* WHAT THIS TASK INVOLVES: Every line from the line containing "Teacher note: have the class pick out the fireplace firebox" through the final line below is to be repeated exactly; no other line is.

[AVAILABLE DATA — start]

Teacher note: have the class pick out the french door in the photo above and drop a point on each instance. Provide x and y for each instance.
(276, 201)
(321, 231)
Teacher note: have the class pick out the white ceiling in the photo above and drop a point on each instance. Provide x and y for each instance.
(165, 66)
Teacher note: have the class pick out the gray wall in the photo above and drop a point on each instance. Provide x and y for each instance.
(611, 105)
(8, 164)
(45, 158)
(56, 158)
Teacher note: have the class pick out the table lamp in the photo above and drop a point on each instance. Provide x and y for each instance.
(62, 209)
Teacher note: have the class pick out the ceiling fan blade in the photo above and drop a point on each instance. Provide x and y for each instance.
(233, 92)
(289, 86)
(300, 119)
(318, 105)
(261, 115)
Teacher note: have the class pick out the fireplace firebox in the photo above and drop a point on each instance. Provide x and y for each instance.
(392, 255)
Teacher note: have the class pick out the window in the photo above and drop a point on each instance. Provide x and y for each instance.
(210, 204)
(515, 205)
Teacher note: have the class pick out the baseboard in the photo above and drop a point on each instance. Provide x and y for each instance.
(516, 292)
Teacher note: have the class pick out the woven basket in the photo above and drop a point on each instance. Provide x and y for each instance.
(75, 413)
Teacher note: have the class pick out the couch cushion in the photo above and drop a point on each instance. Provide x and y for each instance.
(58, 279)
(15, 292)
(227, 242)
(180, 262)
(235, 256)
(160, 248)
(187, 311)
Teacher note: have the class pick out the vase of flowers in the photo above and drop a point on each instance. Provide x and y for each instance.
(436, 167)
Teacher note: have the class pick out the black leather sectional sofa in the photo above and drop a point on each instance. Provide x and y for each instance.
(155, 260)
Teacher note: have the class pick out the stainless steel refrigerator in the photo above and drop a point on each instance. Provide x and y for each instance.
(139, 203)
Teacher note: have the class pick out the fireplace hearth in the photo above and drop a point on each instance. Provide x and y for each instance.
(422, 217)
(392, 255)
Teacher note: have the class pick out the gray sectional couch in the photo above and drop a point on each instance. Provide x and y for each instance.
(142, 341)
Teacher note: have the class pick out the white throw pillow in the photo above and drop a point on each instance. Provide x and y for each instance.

[AVAILABLE DATA — finish]

* SOLUTION TO THIS PROBLEM:
Teacher note: have the class pick out the fireplace firebox in the photo above and drop a point on each instance. Provide x and y for each instance.
(392, 255)
Teacher note: have the class pick out the window in the photo above and drop a point on each instance. Provide x and y for each instance.
(210, 204)
(515, 205)
Teacher note: have the class pick out the baseboard in the photo above and drop a point on each instance. Provide x and y for each instance.
(516, 292)
Teacher note: have the class pick out the woven basket in the photo above and drop a point on each instance. Provide x and y for each instance.
(75, 413)
Teacher note: have the class pick out the couch cushion in the photo above and drop a point on each instance. Provide x and y for each instance.
(58, 279)
(15, 292)
(227, 242)
(180, 262)
(235, 256)
(160, 248)
(187, 311)
Teacher note: have the class pick out the vase of flowers in the photo above and drop a point on each instance. Provide x and y for each instance.
(436, 167)
Teacher note: have the class pick out the black leather sectional sofa in the photo above and drop a point on each instance. Provide x and y for each instance.
(155, 260)
Teacher note: have the class pick out the stainless steel refrigerator in the photo above and drop a point on each instance. Provide x and y for each instance.
(139, 203)
Teacher note: have the class pick out the fireplace hearth in the photo above and drop a point on each instance. Provide x and y for each instance.
(422, 217)
(392, 255)
Teacher note: have the class pick out the gray sectional couch in the photo above and drop a point on each instance. Provide x and y for each instance.
(142, 341)
Teacher note: have the class pick out the white throw pillow in the photo above and drop a point on each instance. Provide x and y for each instance.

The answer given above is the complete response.